Required work:
Output the stretch from the start of the records through the line containing "x=777 y=458", both ends included, as a JSON list of strings with one string per line and no blank lines. Leave the pictures out.

Information supplied:

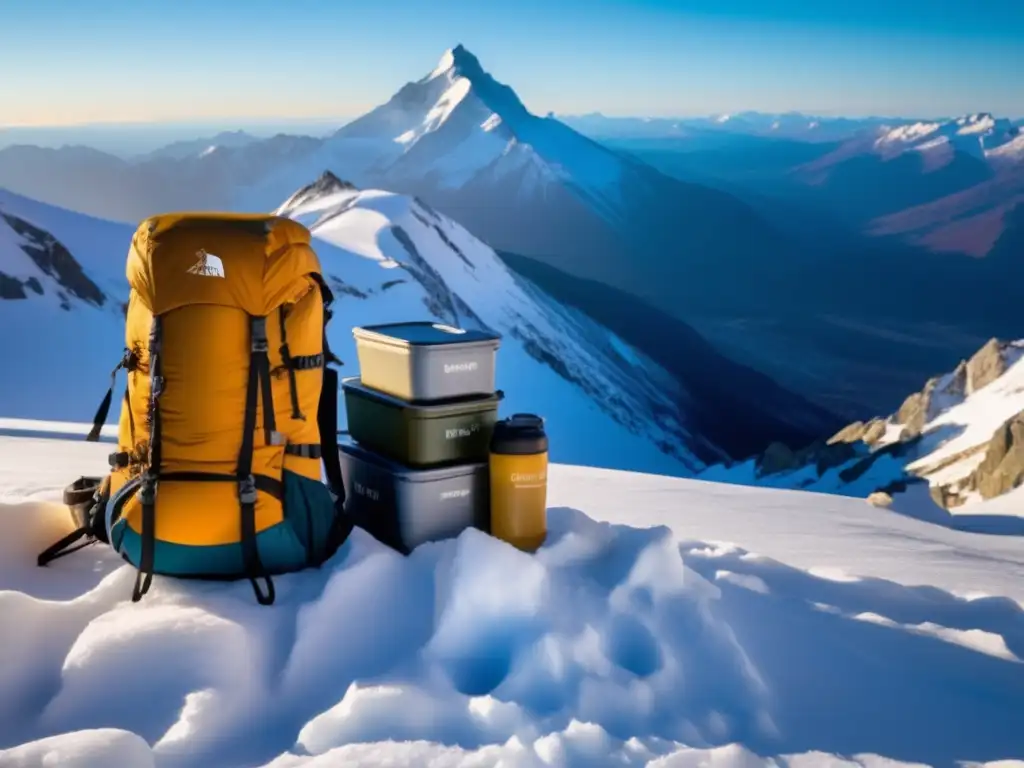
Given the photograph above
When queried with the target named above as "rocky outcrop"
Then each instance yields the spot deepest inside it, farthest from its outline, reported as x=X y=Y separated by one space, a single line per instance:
x=868 y=432
x=1003 y=467
x=777 y=458
x=53 y=259
x=939 y=393
x=987 y=365
x=1000 y=470
x=780 y=458
x=11 y=288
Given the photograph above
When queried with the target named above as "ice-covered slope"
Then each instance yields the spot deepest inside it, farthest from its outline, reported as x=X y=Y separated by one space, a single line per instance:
x=949 y=449
x=390 y=258
x=61 y=326
x=465 y=143
x=977 y=134
x=666 y=623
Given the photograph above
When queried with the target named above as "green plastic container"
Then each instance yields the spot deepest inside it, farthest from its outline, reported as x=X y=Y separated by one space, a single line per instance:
x=442 y=433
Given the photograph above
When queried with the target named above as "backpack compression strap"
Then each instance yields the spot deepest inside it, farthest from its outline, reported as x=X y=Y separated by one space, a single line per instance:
x=259 y=378
x=128 y=363
x=327 y=419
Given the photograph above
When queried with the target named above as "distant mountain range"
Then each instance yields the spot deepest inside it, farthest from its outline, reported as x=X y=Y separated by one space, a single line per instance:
x=952 y=453
x=797 y=249
x=608 y=400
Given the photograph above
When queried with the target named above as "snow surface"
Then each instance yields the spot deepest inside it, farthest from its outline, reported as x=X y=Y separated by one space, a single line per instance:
x=389 y=259
x=665 y=623
x=979 y=134
x=364 y=239
x=451 y=129
x=974 y=421
x=954 y=435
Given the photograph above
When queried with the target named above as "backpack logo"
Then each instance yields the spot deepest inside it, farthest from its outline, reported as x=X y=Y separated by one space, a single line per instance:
x=208 y=265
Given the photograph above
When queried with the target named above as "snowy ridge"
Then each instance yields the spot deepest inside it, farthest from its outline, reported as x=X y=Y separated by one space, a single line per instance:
x=688 y=640
x=396 y=254
x=928 y=458
x=977 y=134
x=459 y=122
x=35 y=265
x=388 y=258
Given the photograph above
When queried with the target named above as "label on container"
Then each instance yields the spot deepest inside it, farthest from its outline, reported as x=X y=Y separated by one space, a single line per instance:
x=371 y=494
x=528 y=479
x=456 y=432
x=461 y=368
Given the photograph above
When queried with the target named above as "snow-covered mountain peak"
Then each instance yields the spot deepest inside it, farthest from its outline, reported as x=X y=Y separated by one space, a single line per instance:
x=390 y=257
x=326 y=192
x=458 y=124
x=35 y=265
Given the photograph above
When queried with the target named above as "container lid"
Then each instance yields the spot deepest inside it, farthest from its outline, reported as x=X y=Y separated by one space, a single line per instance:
x=408 y=474
x=423 y=333
x=520 y=434
x=432 y=410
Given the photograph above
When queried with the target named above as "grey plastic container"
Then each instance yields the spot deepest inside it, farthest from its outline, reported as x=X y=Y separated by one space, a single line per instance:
x=423 y=361
x=404 y=507
x=420 y=435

Solution to the exercise:
[
  "Given the photograph above",
  "When queried with the target named above as \"rocky outcrop\"",
  "Then each instance yields the spot deepest inside it, farthest from its outline, reported as x=X y=Y separated by one space, a single line per instance:",
  "x=868 y=432",
  "x=1003 y=467",
  "x=777 y=458"
]